EXERCISE OBJECTIVE - Extend the report on Navarro's televised remarks blaming China, beginning after its final sentence.

When MSNBC host Ali Velshi waded in to inquire whether Navarro was alleging that Beijing had deliberately brought about what ultimately became a global pandemic, Navarro responded:
“ ‘I don’t think it matters.’ ”
He continued: “What they deliberately did, Ali, and this is beyond reproach in terms of a fact — they deliberately allowed Chinese nationals to come to the United States, Italy and everywhere in between who were infected while they were locking down their own [domestic] transportation network.”
He went on to accuse the Chinese of failing to raise an early alarm when the outbreak began last year and then “under the shield of the [World Health Organization]” not divulging an accurate genomic picture of the virus. “The Chinese Communist Party is responsible for every bad thing we’re experiencing right now,” he said. “We need to start pointing the blame at China.”
He said his market-attention-seizing June 22 lamentation on Fox News, “It’s over,” was not necessarily about the U.S.-China trade deal itself but about U.S. trust in China’s ruling party, which, he said, sent its trade negotiators to the U.S. without mentioning the viral outbreak that had begun months earlier in Wuhan, China.

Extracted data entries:

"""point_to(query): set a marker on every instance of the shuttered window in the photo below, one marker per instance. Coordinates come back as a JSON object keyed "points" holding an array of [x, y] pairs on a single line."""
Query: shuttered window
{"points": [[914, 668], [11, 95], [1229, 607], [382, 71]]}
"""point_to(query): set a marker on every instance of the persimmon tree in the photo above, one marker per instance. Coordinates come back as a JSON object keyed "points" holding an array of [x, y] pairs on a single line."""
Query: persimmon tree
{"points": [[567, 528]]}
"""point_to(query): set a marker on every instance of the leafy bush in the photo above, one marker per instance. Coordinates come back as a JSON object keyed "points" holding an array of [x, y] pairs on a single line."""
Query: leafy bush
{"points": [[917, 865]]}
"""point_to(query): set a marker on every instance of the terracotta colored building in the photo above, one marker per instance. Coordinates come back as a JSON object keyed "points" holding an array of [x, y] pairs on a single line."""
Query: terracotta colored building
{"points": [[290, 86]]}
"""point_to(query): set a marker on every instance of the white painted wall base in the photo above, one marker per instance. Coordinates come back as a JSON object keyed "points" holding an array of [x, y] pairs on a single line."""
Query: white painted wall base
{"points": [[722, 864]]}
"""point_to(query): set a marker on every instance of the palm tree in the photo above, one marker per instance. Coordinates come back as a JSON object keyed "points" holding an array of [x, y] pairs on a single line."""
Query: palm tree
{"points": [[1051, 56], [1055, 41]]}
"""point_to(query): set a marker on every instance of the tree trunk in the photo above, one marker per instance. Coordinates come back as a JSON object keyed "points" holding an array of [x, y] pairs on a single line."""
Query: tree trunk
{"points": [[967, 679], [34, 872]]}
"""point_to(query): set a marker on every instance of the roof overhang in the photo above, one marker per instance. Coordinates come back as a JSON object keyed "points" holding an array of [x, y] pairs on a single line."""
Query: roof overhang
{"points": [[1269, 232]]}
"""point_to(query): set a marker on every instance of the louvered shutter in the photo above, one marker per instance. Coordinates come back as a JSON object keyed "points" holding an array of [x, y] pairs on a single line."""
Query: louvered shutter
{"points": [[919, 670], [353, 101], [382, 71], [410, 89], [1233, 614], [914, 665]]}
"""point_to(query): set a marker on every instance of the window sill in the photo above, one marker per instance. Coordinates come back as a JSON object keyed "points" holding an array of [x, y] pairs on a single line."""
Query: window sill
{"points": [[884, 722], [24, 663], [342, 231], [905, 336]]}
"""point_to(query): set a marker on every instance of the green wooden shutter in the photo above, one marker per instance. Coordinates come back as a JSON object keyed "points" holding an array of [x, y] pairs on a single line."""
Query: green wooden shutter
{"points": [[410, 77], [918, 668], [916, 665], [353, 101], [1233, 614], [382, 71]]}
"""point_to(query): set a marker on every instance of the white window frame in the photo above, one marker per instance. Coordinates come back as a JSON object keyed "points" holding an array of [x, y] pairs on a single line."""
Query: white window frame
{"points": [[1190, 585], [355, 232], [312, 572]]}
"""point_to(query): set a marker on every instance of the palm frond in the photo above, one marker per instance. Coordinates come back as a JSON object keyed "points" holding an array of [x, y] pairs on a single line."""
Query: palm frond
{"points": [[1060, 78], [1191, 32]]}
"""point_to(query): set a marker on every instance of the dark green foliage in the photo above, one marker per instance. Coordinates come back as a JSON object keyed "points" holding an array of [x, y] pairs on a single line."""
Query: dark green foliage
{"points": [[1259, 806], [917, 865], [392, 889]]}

RESULT OF THE EXERCISE -
Opinion:‘Wildly out of context’ — Peter Navarro on his own words, and the markets in relation to the economy
Stating openly he’d come to the interview with a second point to make in addition to the finger pointing at China, he returned to a longtime favorite Donald Trump topic, saying, “Hydroxychloroquine needs a second look,” in light of a new study pointing to prospective mortality-rate improvements in a Detroit hospital system. “I’m literally sitting on 63 million doses of hydroxychloroquine in the FEMA strategic national stockpile that I can’t give away.”
Navarro, reported to have engaged in at least one heated exchange with Dr. Anthony Fauci, the U.S.’s widely respected top infectious-disease expert, did not seek to paper over any animosity in their relationship. “He shouldn’t be viewed as the oracle,” Navarro said of Fauci. “Dr. [Deborah] Birx, she’s my heroine. I love how she has really tackled this.”
The trade adviser remained in the science realm when he allowed that the ”reasonable assumption” of President Trump and perhaps others that, “come summer, heat and humidity would get rid of the virus” now appears to have been flawed.